Problem statement: One line at a time, check the entries below for the word "instance", and copy each line that has it.

Saved entries
== Segment start ==
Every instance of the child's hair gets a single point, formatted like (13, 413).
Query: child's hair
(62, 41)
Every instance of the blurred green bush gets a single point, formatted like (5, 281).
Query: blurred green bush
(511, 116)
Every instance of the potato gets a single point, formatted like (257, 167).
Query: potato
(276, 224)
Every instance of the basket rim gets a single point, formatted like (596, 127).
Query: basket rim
== Segment end ==
== Segment start ==
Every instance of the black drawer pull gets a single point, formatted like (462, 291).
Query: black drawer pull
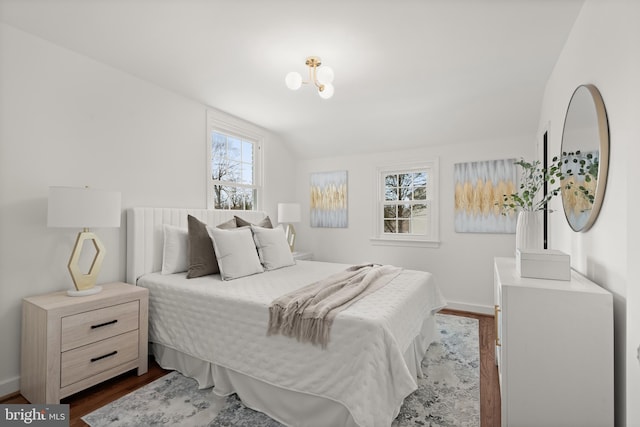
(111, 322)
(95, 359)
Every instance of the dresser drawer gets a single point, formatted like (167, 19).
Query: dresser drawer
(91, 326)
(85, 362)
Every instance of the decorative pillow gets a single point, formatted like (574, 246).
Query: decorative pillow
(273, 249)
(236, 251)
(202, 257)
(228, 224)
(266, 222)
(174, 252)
== Segment end ==
== Segment start ==
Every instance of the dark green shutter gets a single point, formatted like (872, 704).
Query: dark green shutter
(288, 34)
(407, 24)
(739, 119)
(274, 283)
== Segment end ==
Response box:
Every instance of the child's hair gets a single point, formatted like (13, 413).
Every instance of the blurred green bush gets a single point, formatted like (5, 281).
Every instance of the potato gets a single point, formatted like (257, 167).
Every instance of the basket rim gets a single point, formatted like (596, 127).
Every instance of the black drawer pull gets a single point, formatted like (462, 291).
Every instance of the dresser drawer gets a single point, formatted like (167, 19).
Every instance of the decorative pillow gets a single point, formatted like (574, 246).
Every instance of the dark green shutter gets a single point, formatted like (872, 704).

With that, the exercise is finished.